The Good plaintiffs' expert, Dr. Allan Lichtman, criticized the Van Straten plan on a number of grounds, which he characterized as classic methods of gerrymandering. He noted first that the Van Straten plan pits two pairs of Democratic incumbents against each other, thus assuring the loss of two Democratic incumbents. The Good plaintiffs' plan, on the other hand, pits one pair of Republicans and one pair of Democrats against each other, thus sharing the loss of the two seats equally between the parties. Dr. Lichtman concluded that one of the reasons the Van Straten plan is politically unfair is because it pairs incumbent congressmen in the current 14th and 17th districts and in the 7th and 8th districts.

The Van Straten plan is also unfair, according to Dr. Lichtman, in its treatment of *555 the Democratic incumbents from the current 3rd, 6th, and 12th congressional districts. He noted that the Van Straten plan significantly erodes the present population bases of those districts, while at the same time altering their underlying partisan structure in a way that favors Republicans. He found no similar treatment of Republican incumbents in the Good plan and concluded that the Good plan is more politically fair as a result.

● **Short task 1**: In the redistricting passage, restate the portion from "The Van Straten plan is also" up to and including "as a result.", switching "erodes" to "diminishes".
The entries that follow are separate from the redistricting passage above and bear no relation to it.

● **Available records**:
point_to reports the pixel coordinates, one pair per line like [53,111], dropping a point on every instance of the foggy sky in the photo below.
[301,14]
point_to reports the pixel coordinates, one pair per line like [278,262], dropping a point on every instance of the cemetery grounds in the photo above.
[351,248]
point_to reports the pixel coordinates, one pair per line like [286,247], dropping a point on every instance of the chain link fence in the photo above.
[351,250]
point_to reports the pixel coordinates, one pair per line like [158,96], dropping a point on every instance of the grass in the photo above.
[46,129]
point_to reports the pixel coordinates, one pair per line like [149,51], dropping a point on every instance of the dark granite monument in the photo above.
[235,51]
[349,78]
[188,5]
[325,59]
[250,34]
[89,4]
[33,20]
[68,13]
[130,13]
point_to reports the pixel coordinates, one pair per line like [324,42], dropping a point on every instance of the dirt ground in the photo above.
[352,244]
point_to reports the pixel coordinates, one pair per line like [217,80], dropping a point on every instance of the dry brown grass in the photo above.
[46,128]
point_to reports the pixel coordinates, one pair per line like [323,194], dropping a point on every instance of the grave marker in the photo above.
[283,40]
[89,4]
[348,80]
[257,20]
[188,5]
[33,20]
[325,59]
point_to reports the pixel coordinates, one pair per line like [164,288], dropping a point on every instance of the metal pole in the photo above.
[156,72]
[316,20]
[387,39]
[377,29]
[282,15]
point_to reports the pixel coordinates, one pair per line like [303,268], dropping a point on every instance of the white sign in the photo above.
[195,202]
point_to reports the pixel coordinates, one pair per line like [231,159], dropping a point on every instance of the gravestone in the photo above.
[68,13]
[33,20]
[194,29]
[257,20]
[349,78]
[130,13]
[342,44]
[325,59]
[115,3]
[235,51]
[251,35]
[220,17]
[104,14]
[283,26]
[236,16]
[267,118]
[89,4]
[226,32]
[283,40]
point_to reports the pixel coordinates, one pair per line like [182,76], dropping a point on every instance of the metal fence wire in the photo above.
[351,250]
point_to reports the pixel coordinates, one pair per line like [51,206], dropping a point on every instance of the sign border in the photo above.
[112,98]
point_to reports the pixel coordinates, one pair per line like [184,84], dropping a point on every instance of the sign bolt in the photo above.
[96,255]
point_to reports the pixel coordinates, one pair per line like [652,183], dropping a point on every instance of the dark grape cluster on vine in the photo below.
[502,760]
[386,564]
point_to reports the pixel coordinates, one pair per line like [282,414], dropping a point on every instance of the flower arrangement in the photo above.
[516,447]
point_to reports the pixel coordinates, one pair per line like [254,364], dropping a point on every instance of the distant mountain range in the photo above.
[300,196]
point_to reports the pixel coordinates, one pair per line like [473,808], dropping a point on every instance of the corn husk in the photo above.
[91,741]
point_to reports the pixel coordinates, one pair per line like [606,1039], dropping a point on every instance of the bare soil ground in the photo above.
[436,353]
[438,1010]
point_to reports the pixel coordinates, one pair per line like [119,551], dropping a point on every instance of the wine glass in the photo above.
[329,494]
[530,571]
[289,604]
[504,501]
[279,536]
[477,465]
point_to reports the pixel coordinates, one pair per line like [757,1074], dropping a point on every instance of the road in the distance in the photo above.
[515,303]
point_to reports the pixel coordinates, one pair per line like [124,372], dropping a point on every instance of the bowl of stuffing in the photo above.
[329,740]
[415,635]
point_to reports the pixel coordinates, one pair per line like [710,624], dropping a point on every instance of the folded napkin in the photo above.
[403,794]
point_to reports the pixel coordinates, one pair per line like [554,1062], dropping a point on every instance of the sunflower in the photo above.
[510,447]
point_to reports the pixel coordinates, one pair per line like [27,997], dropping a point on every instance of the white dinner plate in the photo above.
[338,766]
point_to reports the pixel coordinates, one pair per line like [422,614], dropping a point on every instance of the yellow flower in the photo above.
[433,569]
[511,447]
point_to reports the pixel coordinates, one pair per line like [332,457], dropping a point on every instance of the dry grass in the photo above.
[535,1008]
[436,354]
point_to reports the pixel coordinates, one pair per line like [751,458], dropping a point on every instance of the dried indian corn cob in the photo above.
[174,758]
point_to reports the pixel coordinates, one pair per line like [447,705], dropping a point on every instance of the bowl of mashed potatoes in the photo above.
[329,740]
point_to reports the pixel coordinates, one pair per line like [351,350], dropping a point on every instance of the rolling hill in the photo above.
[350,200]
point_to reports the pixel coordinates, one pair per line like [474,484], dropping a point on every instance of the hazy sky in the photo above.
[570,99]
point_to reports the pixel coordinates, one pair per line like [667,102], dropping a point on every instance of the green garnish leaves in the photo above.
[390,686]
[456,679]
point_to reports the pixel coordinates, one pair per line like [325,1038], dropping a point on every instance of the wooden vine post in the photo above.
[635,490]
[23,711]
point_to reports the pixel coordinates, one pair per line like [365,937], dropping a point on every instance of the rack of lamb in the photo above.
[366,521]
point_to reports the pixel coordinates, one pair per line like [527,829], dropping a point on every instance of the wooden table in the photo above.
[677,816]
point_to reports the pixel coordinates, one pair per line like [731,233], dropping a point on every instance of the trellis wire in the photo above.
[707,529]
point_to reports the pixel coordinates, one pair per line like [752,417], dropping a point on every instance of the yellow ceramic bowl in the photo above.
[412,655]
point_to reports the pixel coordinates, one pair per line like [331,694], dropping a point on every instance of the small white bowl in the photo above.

● **Short task 2**: Tally the lines of the entries that contain the string "below", and give only that number.

● **Task solution 1**:
The Van Straten plan is also unfair, according to Dr. Lichtman, in its treatment of *555 the Democratic incumbents from the current 3rd, 6th, and 12th congressional districts. He noted that the Van Straten plan significantly diminishes the present population bases of those districts, while at the same time altering their underlying partisan structure in a way that favors Republicans. He found no similar treatment of Republican incumbents in the Good plan and concluded that the Good plan is more politically fair as a result.

● **Task solution 2**: 2